List each of the lines below that contains the string "window". Case counts.

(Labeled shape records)
....................
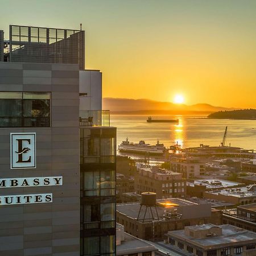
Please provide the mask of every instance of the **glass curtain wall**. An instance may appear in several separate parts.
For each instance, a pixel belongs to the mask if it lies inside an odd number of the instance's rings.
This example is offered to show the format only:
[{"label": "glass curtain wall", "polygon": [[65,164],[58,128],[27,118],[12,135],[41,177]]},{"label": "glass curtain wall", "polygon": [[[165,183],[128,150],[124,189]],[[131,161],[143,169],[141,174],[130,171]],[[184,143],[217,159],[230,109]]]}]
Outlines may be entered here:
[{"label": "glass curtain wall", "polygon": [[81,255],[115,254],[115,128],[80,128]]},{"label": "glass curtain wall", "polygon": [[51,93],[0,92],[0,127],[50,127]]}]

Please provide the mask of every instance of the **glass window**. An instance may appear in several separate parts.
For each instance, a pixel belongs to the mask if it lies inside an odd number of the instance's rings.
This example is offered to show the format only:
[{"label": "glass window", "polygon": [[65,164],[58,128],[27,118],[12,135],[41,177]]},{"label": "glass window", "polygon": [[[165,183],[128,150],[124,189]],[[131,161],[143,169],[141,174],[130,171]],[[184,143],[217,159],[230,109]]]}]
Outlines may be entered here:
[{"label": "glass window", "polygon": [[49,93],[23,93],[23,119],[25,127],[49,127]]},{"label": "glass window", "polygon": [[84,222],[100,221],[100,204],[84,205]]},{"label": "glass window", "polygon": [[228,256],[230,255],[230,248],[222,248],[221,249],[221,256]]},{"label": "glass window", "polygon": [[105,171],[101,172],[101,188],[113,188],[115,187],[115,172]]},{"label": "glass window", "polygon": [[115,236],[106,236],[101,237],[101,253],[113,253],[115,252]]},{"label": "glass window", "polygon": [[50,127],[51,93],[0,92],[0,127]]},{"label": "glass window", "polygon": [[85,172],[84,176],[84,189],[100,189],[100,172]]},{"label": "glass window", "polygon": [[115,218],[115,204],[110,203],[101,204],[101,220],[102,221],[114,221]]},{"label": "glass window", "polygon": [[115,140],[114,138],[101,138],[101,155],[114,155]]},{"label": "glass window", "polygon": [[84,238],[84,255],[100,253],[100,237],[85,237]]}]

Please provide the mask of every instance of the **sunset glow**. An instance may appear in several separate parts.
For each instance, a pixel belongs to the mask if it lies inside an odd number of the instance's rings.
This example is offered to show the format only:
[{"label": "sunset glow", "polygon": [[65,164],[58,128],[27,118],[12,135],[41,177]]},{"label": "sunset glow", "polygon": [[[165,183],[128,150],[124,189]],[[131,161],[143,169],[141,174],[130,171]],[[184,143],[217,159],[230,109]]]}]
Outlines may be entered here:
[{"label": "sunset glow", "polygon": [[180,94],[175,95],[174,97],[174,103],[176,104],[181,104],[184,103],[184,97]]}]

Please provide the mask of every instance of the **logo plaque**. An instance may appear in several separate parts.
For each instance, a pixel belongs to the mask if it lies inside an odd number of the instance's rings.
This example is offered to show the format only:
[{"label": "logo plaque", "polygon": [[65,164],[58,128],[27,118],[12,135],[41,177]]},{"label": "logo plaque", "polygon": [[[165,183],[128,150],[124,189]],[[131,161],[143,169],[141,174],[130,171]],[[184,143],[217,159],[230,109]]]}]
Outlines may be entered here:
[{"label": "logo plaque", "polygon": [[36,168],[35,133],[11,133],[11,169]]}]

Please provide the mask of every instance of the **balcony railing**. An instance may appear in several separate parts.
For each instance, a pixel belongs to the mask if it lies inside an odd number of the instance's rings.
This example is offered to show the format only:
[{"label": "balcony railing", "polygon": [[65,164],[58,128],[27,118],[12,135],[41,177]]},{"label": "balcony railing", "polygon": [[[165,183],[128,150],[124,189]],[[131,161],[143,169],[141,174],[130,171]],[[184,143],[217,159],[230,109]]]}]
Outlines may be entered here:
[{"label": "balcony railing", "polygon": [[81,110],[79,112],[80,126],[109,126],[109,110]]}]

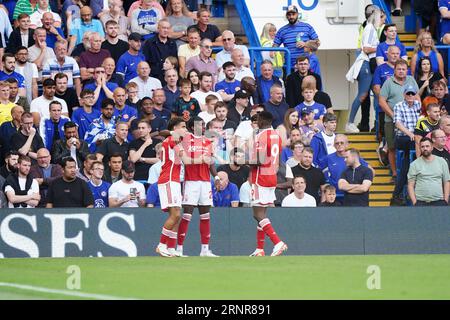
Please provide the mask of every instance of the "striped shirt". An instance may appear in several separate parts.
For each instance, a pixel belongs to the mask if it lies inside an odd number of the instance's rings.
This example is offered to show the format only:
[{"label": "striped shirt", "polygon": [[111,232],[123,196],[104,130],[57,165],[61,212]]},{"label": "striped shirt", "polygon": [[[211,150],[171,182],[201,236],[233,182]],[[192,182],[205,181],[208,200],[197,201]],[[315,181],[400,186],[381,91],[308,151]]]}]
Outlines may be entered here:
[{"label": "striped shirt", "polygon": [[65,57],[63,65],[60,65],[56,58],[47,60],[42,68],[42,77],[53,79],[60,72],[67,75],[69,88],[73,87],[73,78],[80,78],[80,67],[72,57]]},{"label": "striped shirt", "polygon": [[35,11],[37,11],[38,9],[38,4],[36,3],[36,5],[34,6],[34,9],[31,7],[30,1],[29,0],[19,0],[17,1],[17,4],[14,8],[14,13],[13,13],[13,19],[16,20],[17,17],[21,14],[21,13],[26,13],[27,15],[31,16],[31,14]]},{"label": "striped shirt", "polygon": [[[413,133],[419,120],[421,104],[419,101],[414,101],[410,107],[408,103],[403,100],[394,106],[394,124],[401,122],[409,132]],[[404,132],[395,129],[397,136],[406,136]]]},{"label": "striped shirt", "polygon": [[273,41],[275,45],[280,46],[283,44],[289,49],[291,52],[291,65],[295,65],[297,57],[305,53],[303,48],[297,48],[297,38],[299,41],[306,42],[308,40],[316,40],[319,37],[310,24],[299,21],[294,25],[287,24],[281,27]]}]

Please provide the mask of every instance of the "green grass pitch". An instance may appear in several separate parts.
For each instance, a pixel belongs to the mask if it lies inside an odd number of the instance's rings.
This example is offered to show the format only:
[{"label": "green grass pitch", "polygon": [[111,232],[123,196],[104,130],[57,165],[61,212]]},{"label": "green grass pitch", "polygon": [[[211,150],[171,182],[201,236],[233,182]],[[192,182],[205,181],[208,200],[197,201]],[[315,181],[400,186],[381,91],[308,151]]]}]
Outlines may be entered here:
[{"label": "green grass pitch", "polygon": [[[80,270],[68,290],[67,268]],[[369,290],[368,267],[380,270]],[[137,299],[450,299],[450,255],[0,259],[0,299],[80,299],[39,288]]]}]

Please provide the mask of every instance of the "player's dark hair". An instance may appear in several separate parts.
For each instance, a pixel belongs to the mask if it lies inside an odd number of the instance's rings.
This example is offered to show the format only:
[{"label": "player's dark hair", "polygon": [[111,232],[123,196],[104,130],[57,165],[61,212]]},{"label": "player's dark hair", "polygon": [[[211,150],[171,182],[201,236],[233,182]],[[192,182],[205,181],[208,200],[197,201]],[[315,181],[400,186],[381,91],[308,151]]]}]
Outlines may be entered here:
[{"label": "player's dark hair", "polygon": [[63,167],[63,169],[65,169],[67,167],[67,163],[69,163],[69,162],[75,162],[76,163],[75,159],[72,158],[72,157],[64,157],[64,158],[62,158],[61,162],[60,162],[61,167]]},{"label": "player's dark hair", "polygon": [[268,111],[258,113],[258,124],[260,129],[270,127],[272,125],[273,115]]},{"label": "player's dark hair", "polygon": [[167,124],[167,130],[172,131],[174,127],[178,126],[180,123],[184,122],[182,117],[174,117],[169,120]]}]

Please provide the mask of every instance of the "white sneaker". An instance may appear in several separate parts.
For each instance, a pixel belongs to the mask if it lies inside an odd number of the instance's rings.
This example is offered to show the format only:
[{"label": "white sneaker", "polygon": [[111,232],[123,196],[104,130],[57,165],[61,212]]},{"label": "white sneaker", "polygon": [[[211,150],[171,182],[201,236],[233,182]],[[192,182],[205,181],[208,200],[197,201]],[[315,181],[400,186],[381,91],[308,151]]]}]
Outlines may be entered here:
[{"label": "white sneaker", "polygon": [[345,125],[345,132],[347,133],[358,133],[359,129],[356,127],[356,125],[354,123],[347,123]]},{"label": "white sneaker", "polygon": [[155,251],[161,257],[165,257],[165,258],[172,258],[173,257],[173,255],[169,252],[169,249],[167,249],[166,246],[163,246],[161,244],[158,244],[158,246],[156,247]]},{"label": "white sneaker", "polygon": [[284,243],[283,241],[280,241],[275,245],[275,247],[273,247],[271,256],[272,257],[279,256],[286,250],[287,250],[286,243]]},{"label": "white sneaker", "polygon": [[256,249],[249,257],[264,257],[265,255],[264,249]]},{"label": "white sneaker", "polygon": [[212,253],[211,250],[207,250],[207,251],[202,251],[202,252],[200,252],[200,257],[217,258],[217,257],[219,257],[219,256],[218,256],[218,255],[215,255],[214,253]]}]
....................
▶ SOLUTION FOR THIS EXERCISE
Please provide the mask of every instance of the **glass window**. An instance may appear in several separate parts.
[{"label": "glass window", "polygon": [[65,164],[58,128],[27,118],[12,135],[41,177]]},{"label": "glass window", "polygon": [[[165,183],[128,150],[124,189]],[[131,161],[143,169],[141,174],[130,171]],[[184,143],[217,159],[230,109]]]}]
[{"label": "glass window", "polygon": [[49,93],[23,93],[23,119],[25,127],[49,127]]},{"label": "glass window", "polygon": [[84,222],[100,221],[100,204],[84,205]]},{"label": "glass window", "polygon": [[228,256],[230,255],[230,248],[222,248],[221,249],[221,256]]},{"label": "glass window", "polygon": [[105,171],[101,172],[101,188],[113,188],[115,187],[115,172]]},{"label": "glass window", "polygon": [[115,236],[106,236],[101,237],[101,253],[113,253],[115,252]]},{"label": "glass window", "polygon": [[50,127],[51,93],[0,92],[0,127]]},{"label": "glass window", "polygon": [[85,172],[84,176],[84,189],[100,189],[100,172]]},{"label": "glass window", "polygon": [[115,218],[115,204],[110,203],[101,204],[101,220],[102,221],[114,221]]},{"label": "glass window", "polygon": [[115,140],[114,138],[101,138],[101,155],[114,155]]},{"label": "glass window", "polygon": [[84,238],[84,255],[100,253],[100,237],[85,237]]}]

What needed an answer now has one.